Exercise directions
Reproduce word for word the section of the revision-numbers message below, from "Quite frankly, I just don't think you understand that" up to and including "I'd still care about it.".

Document excerpt

I wouldn't be so absolutist about it, but certainly they're of
extremely limited utility if of any at all in such cases.  And yes, it
can be an interesting operation.  But what does that have to do with
using revnos in other cases?  You keep saying "having" where I would
say "using".


> No. If you "undo", you'd undo the whole history too. And if you undo
> to a point that was on a branch, you'd have to re-write _all_ the
> revision ID's.

Well, I guess in this particular case I still don't see why you'd
generally undo big hunks of a branch versus just flipping your working
tree to different versions.  But contrived examples are still
examples, and even if so, truncate()'ing a list of numbers is a
constant time operation.  And even if you had to renumber totally...
my $DEITY, I'd expect my old 200MHz PPro to renumber a hundred
thousand rev long mainline in half a second.


> > I consider it a _technical_ sign of a way of thinking about
> > branches I prefer   8-}
> 
> Quite frankly, I just don't think you understand what it means.

Quite frankly, I just don't think you understand that I WANT to care
about first parents.  No, really.  Seriously.  I really really really
want to.  If my VCS didn't give me numbers along the mainline, I'd
still care out it.  If the revisions were all named SHA-1 hashes, I'd
still care about it.  If I had a metric quidnillion ways to
cross-section and compare branches, I'd still care about it.

This comes with costs.  Chief among them is a restriction of my
actions; I can't fast-forward branches where I care about the
mainline.  That's a cost.  That means I have to take some care about
what operations I perform.  I *GLEEFULLY* pony up that cost.

Because I care about the mainline, revnos can be useful.  I like
revnos.  It has to cost SOMETHING to come up with them (though there
seems to be disagreement about the size of that cost), since doing
'x+y' will always cost more than doing 'x'.  I've never seen a case
where that cost even appeared MEASURABLE, much less significant
(things have to be pretty expensive to compare to the cost of starting
up python and loading a bunch of files into it ;).  So far, I've not
seen the slightest hint of a cost that would make it even worth asking
the question of whether the cost is worth it to me.

Dataset excerpts

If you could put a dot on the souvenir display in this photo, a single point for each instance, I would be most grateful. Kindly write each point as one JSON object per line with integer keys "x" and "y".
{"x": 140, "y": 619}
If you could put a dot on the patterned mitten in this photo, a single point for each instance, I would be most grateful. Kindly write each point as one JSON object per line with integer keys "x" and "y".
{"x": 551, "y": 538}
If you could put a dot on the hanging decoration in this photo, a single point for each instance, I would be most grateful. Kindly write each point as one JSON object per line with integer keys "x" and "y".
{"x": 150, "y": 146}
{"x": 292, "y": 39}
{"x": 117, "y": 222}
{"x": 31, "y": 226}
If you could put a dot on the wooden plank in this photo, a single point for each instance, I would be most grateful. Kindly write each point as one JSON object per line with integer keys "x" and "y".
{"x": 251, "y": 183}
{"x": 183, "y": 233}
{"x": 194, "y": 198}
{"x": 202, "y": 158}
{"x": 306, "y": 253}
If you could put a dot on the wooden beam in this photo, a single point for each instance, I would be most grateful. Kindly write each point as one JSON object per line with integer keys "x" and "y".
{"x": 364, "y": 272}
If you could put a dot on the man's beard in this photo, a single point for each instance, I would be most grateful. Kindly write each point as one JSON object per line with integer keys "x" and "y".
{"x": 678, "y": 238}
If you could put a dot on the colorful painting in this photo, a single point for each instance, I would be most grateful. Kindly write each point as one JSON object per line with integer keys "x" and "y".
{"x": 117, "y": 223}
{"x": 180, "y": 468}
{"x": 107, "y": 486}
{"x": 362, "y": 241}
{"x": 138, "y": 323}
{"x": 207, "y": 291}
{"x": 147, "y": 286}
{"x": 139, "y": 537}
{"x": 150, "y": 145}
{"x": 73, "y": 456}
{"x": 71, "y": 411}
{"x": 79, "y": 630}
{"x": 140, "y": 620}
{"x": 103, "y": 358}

Correct output
Quite frankly, I just don't think you understand that I WANT to care
about first parents.  No, really.  Seriously.  I really really really
want to.  If my VCS didn't give me numbers along the mainline, I'd
still care out it.  If the revisions were all named SHA-1 hashes, I'd
still care about it.  If I had a metric quidnillion ways to
cross-section and compare branches, I'd still care about it.